▶ [PROBLEM TO SOLVE] The records below must be reproduced in full and without error.

▶ [Source records]
-------------------------

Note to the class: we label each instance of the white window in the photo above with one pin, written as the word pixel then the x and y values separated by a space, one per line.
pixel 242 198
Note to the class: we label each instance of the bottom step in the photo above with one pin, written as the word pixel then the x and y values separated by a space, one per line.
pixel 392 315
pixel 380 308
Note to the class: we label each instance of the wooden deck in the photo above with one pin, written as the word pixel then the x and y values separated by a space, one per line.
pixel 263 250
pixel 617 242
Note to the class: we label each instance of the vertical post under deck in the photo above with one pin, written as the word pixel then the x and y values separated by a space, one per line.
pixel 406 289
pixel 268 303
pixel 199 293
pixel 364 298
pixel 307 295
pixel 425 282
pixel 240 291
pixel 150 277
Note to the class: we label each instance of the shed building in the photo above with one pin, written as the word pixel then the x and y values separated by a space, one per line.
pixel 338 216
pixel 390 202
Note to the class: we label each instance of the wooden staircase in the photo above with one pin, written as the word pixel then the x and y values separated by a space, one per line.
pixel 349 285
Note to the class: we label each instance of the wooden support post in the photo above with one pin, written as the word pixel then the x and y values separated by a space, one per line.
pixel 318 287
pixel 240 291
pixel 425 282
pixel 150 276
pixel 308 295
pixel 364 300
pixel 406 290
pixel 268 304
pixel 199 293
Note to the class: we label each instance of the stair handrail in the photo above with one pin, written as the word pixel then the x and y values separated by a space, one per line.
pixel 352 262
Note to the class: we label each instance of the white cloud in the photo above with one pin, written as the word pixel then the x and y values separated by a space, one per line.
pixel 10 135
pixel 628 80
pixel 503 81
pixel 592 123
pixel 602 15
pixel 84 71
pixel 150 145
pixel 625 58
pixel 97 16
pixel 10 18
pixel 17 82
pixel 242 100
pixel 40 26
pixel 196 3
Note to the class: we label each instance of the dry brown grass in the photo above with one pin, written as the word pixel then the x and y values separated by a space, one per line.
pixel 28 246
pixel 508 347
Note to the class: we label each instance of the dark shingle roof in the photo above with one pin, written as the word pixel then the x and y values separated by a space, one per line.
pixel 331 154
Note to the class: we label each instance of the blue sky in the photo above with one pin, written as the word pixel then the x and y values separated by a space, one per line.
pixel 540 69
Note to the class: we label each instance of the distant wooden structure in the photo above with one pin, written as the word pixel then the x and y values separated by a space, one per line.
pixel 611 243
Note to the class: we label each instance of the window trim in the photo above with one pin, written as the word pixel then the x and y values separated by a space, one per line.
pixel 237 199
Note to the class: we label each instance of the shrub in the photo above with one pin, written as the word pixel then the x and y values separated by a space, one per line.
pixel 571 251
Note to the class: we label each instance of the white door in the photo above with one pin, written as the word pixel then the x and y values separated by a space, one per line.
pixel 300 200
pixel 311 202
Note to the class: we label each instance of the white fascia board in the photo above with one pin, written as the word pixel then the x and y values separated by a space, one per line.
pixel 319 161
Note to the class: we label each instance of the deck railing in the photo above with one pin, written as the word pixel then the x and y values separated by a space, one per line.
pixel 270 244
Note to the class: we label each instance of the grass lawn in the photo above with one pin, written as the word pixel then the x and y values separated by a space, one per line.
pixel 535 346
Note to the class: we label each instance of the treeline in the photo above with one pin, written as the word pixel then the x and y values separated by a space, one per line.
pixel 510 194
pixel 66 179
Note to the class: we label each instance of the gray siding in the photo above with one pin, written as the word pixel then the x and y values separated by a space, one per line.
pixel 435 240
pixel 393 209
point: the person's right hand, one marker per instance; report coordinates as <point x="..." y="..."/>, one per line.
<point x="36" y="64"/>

-------------------------

▶ [OUTPUT]
Note to the class: we label each instance of the white window in the photo above with one pin, written as the word pixel then the x and y values separated by a space, one per line.
pixel 242 198
Note to the class: we label each instance of the bottom step in the photo above with one pin, written as the word pixel then the x and y values separated by a space, one per line.
pixel 392 315
pixel 380 308
Note to the class: we label each instance of the wooden deck in the photo above with one pin, written as the word pixel then the x and y values separated by a space, one per line.
pixel 263 250
pixel 617 242
Note to the class: we label each instance of the vertical post under deck in the photo above with one pin, written as the word pixel then the x and y values separated by a space, one per line.
pixel 406 289
pixel 268 303
pixel 199 293
pixel 364 298
pixel 307 295
pixel 425 282
pixel 240 291
pixel 150 277
Note to the class: we label each instance of the shed building in the photo above with one pin, written as the word pixel then the x and y values separated by a space, one per line.
pixel 338 216
pixel 390 202
Note to the class: we label each instance of the wooden staircase in the photo above with one pin, written as the word pixel then the x and y values separated by a space, one per line.
pixel 349 285
Note to the class: we label each instance of the wooden support post in the photo above with one pin, written as the word pixel then the x and y values separated by a space, one per line.
pixel 318 287
pixel 240 291
pixel 425 282
pixel 150 276
pixel 308 295
pixel 364 300
pixel 406 290
pixel 268 304
pixel 199 293
Note to the class: we label each instance of the stair handrail in the photo above with one pin, written as the word pixel then the x and y values separated by a space, one per line.
pixel 352 262
Note to the class: we label each instance of the white cloud in the photo above with one pin, written as the word pixel then the x and y values separated by a space, one per line.
pixel 10 135
pixel 628 80
pixel 503 81
pixel 592 123
pixel 602 15
pixel 84 71
pixel 150 145
pixel 625 58
pixel 97 16
pixel 10 18
pixel 17 82
pixel 242 100
pixel 40 26
pixel 196 3
Note to the class: we label each instance of the dry brown grass in the photo above with one pin, written as the word pixel then the x and y values separated by a space, one per line.
pixel 28 246
pixel 508 347
Note to the class: we label each instance of the dark shingle roof in the photo above with one pin, written as the word pixel then the x and y values separated by a space, one per line.
pixel 331 154
Note to the class: we label each instance of the blue sky in the photo above with one pin, written as the word pixel then the x and y values separated by a space, one per line.
pixel 540 69
Note to the class: we label each instance of the distant wooden structure in the photo above with one pin, written as the word pixel then the x and y values separated by a space, one per line.
pixel 611 243
Note to the class: we label each instance of the window trim in the photo above with one pin, written as the word pixel then the x and y values separated by a space, one per line.
pixel 237 199
Note to the class: we label each instance of the shrub in the photo above with one pin, written as the word pixel then the x and y values separated by a space, one per line.
pixel 571 251
Note to the class: we label each instance of the white door in the photo above with one pin, written as the word pixel then the x and y values separated by a space, one per line.
pixel 300 200
pixel 311 202
Note to the class: we label each instance of the white fascia board in the photo above with one pin, written as the word pixel then the x and y values separated by a space, one per line.
pixel 319 161
Note to the class: we label each instance of the deck railing in the photo above with one pin, written as the word pixel then the x and y values separated by a space, one per line.
pixel 270 244
Note to the class: we label each instance of the grass lawn in the photo above with one pin, written as the word pixel then the x and y values separated by a space, one per line.
pixel 535 346
Note to the class: we label each instance of the treeline in the photo above with one pin, written as the word pixel then the x and y values separated by a space, one per line.
pixel 510 194
pixel 66 179
Note to the class: we label each instance of the gray siding in the photo above with one pin, written as the word pixel then the x and y values separated by a space, one per line.
pixel 435 240
pixel 393 209
point: the person's right hand, one marker per instance; report coordinates as <point x="..." y="..."/>, one per line.
<point x="36" y="64"/>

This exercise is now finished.